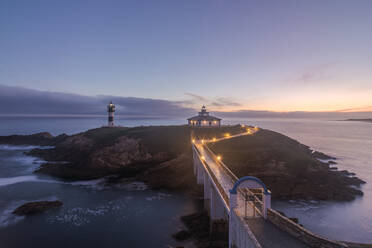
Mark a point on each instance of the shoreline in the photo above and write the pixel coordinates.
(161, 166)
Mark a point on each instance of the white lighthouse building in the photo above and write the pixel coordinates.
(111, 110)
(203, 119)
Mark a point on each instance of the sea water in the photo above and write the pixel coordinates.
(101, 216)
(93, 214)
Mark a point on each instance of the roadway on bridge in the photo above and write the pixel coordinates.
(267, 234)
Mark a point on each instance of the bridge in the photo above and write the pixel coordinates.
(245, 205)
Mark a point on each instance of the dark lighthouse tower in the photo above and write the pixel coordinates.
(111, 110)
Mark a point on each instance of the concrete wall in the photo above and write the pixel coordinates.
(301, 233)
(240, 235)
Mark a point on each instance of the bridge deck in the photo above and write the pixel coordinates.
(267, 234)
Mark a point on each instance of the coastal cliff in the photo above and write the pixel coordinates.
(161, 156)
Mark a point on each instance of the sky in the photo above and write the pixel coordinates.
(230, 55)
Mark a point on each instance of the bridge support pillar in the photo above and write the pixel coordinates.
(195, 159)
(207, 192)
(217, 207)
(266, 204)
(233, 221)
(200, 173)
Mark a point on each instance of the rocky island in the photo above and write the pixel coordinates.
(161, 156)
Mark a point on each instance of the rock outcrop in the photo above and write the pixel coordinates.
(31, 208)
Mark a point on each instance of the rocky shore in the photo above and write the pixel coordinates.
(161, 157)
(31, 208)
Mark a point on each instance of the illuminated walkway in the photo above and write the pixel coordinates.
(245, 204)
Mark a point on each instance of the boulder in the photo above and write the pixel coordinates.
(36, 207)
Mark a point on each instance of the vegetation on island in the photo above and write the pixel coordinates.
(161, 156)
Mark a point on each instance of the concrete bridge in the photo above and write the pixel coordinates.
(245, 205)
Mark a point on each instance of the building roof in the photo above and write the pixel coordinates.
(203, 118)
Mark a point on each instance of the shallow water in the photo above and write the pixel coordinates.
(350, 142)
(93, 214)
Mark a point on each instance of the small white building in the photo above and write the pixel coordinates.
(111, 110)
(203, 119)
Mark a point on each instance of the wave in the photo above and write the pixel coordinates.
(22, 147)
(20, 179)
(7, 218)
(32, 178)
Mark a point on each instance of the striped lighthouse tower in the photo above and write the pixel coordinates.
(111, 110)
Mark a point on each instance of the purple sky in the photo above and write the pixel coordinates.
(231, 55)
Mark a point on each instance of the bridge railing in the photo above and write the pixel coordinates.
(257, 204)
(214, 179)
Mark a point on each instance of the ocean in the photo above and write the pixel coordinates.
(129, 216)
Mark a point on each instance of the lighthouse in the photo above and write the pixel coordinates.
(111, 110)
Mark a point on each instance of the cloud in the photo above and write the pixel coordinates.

━━━━━━━━

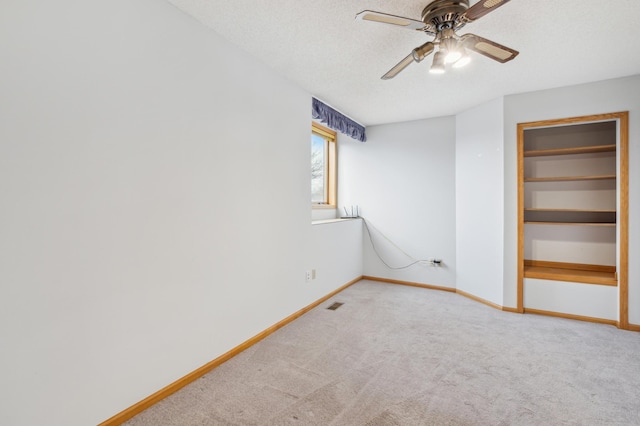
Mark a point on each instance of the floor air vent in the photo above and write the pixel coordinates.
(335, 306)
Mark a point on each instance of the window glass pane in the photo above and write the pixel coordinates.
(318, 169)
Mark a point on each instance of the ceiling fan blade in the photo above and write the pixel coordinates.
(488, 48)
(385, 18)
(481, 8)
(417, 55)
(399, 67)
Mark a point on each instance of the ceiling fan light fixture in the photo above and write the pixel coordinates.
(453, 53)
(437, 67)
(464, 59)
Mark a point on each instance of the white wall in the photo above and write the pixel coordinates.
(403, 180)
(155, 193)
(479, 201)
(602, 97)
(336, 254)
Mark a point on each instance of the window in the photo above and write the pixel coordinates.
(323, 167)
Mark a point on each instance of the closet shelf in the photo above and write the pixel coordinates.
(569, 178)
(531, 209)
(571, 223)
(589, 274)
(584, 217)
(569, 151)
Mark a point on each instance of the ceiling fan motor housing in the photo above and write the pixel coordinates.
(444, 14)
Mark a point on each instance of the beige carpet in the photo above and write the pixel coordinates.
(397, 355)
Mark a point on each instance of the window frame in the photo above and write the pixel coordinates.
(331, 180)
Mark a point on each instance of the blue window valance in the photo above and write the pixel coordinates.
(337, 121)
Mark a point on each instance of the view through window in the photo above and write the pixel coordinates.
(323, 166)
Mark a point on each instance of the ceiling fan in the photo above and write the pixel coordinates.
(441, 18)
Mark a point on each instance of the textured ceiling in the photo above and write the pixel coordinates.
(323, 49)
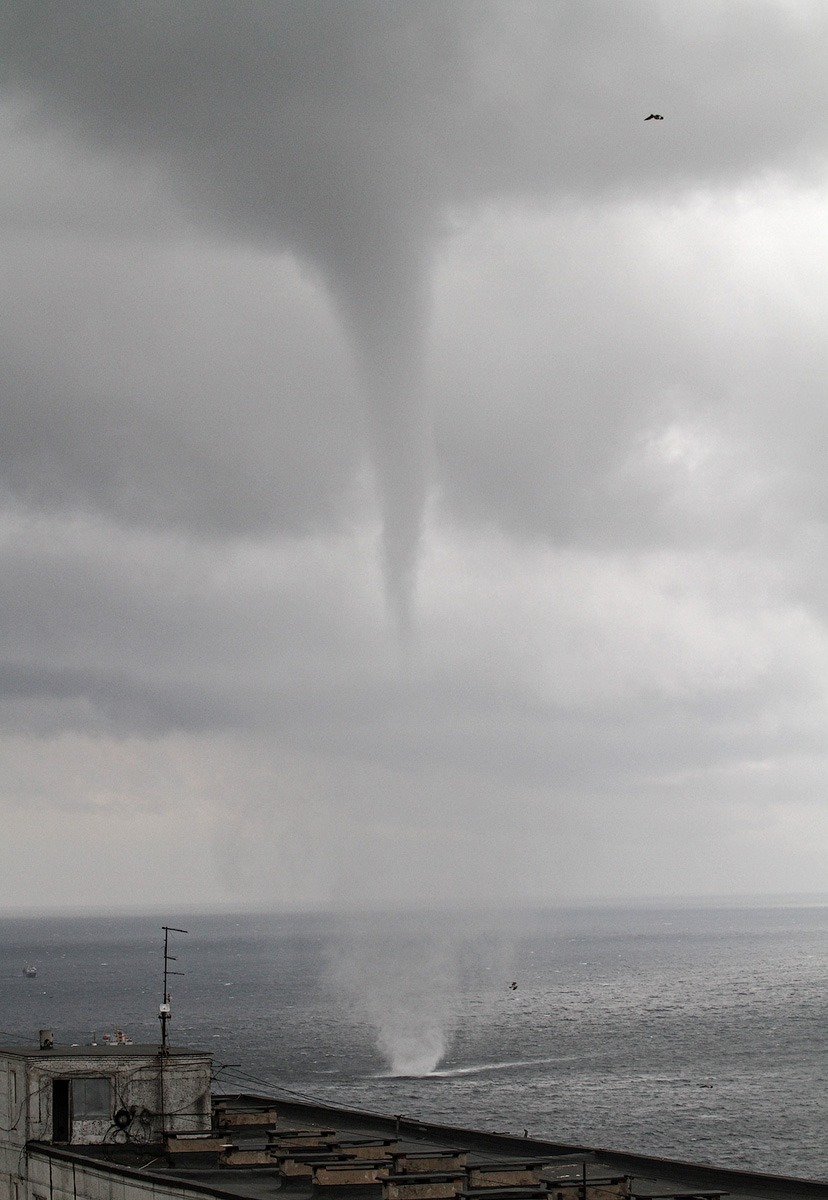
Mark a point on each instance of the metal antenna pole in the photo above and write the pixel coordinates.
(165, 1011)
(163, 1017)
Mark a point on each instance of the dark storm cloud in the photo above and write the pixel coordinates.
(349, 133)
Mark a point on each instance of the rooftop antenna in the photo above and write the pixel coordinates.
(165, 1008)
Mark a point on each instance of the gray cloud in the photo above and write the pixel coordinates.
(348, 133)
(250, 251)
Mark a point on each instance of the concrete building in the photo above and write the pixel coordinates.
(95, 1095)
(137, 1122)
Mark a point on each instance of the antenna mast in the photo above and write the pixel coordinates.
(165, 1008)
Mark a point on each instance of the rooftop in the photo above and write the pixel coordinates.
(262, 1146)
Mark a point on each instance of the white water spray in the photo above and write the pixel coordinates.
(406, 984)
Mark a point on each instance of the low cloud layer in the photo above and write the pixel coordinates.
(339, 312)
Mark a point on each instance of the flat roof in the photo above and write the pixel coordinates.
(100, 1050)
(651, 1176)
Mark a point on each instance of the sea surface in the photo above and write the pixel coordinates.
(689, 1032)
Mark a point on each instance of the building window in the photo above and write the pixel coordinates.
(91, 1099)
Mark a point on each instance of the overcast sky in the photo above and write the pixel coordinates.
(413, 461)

━━━━━━━━

* [YOUR ASSIGNMENT] Each line in the entries above, starting at the line with "Mark a point on each instance of the vegetation" and ending at the line with "Mark a point on each instance of the cloud", is to be printed exactly, and only those lines.

* [TASK SOLUTION]
Mark a point on each instance of the vegetation on island in the photo above and write the pixel coordinates.
(161, 156)
Mark a point on each instance of the concrete bridge in the photo above and write the pixel coordinates.
(245, 205)
Mark a point on each instance of the building roof in the photo above and write the pixel coordinates.
(203, 118)
Mark a point on each instance of the shallow water in the photo above and write the pixel coordinates.
(350, 142)
(93, 214)
Mark a point on each instance of the small white building in the photo above and write the pixel coordinates.
(111, 110)
(203, 119)
Mark a point on each instance of the wave in the photo above and write the pixel coordinates.
(22, 147)
(20, 179)
(7, 218)
(32, 178)
Mark a point on each instance of the striped lighthouse tower in the photo above and write the pixel coordinates.
(111, 110)
Mark a point on each instance of the purple sky in the photo above and write the pixel coordinates.
(231, 55)
Mark a point on each instance of the bridge railing in the photo above and write the pixel coordinates.
(257, 204)
(214, 179)
Mark a point on each instance of the ocean in the photo above and write the pixel coordinates.
(129, 216)
Mark a point on each instance of the lighthouse in the photo above and write the pixel coordinates.
(111, 110)
Mark a point on each instance of the cloud in the photo above and write the pixel coordinates.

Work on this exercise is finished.